++++ Supplied material ++++
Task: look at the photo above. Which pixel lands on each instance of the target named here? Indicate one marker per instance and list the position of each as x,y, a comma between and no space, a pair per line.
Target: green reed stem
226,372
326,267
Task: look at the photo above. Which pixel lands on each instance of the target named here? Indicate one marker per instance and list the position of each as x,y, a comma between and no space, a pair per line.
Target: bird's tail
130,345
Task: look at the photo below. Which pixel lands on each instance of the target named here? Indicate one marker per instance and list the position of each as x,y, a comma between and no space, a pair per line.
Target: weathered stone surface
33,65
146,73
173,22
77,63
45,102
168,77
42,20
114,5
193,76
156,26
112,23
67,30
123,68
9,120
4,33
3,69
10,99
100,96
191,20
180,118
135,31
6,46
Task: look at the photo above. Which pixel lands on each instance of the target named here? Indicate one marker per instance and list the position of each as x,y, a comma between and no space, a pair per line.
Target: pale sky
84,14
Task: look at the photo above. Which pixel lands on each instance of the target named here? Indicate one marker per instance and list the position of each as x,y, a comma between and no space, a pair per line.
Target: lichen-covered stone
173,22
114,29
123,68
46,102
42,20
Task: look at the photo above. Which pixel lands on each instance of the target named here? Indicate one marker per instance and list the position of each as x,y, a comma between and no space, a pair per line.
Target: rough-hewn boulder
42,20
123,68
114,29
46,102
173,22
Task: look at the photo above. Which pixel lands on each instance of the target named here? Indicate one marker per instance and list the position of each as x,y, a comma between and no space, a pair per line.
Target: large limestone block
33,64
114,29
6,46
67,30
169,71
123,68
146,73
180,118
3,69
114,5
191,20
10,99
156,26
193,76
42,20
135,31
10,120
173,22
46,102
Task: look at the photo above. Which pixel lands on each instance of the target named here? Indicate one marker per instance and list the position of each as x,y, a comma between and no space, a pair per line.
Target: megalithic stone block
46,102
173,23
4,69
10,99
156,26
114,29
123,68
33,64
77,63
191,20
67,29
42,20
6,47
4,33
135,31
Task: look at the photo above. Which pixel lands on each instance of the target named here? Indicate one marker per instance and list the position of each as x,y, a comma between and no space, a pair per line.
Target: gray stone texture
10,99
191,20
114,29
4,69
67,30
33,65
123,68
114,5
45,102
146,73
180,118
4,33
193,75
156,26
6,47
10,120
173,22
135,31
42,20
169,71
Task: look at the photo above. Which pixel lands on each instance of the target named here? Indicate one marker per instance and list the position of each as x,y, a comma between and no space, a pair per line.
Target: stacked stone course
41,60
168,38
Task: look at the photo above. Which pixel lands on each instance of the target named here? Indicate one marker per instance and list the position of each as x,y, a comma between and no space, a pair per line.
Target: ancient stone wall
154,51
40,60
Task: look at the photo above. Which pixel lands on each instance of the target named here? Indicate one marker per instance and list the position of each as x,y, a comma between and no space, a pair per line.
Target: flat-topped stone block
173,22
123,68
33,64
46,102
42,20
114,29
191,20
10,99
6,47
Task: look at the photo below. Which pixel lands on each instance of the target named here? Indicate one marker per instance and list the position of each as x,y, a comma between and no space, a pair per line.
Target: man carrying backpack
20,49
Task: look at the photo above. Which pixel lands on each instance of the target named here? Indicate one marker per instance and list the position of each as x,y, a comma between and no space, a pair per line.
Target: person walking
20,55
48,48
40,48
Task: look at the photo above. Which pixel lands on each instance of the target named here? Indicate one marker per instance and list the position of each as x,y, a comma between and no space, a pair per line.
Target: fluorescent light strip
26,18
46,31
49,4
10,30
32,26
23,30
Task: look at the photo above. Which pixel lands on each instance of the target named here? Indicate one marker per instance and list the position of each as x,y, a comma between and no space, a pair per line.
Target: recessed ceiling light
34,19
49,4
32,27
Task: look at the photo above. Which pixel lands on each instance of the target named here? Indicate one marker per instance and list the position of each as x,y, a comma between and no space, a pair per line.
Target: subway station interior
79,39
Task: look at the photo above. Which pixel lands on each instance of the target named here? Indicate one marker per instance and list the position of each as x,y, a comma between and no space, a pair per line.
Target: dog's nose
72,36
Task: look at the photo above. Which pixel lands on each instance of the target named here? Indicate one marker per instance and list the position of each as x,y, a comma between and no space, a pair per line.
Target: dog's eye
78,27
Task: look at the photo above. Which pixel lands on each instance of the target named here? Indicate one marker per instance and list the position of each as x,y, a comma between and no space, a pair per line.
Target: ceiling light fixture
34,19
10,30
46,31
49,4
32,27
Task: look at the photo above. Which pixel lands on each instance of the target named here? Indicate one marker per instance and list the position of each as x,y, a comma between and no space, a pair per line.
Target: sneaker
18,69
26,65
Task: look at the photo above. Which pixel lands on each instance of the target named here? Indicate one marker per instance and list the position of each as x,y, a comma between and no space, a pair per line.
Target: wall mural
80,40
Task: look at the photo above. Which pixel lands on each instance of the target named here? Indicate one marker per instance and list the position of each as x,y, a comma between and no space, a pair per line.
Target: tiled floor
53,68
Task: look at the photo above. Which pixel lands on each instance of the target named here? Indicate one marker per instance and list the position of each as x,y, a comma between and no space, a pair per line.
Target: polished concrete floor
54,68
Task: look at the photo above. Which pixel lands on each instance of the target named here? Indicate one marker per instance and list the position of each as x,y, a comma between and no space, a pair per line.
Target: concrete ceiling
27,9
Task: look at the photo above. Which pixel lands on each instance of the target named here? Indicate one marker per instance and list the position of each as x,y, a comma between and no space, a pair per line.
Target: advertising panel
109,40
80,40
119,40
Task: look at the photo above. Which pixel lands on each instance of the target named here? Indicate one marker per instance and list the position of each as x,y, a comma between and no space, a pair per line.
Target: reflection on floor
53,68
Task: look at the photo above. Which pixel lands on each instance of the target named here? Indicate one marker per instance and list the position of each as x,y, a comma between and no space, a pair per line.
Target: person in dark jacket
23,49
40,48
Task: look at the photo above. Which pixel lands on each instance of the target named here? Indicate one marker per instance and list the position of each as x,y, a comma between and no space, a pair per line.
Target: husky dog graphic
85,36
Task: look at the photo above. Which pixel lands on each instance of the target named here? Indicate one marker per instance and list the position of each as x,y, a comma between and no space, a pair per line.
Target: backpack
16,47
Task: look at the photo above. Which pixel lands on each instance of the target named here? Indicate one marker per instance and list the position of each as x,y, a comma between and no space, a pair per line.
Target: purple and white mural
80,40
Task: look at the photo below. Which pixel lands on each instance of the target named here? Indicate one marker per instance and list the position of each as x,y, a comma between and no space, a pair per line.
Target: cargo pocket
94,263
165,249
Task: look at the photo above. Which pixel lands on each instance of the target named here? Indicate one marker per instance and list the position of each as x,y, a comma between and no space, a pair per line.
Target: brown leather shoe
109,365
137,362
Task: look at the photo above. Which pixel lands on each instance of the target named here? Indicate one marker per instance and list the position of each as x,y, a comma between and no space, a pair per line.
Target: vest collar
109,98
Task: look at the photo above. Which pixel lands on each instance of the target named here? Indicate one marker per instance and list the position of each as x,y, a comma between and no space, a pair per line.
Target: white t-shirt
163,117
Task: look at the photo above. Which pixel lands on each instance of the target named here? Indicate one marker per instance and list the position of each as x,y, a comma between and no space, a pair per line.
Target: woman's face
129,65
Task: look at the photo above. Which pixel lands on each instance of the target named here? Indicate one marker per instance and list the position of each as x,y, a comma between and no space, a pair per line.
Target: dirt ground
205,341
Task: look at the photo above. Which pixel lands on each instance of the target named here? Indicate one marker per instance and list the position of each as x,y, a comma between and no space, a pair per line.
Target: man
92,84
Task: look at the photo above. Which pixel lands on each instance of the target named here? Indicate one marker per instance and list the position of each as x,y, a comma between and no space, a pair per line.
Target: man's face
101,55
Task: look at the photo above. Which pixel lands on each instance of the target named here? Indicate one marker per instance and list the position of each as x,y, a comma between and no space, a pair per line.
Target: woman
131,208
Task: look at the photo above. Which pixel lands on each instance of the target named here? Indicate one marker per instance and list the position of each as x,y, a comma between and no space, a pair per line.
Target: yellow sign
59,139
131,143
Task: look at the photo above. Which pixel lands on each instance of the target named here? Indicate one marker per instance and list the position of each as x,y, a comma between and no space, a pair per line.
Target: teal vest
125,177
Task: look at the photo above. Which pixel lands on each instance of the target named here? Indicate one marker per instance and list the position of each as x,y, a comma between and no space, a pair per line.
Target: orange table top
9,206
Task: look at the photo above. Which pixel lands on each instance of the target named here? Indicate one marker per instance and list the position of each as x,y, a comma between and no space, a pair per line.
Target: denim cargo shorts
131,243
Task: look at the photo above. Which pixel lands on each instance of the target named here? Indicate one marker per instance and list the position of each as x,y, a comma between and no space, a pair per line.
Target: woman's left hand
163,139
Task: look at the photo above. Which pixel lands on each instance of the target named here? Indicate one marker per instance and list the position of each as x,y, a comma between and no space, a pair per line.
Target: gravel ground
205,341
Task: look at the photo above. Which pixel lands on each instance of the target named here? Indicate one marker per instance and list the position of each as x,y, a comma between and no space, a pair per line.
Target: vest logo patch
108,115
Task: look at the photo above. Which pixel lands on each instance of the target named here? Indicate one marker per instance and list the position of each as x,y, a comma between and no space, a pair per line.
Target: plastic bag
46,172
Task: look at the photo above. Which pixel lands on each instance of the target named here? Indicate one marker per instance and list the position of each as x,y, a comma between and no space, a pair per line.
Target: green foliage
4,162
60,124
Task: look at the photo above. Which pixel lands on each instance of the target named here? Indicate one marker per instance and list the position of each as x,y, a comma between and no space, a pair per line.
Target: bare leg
++++
How many lines in the rows above contain the string "white" with matching case? Reply with the number only.

2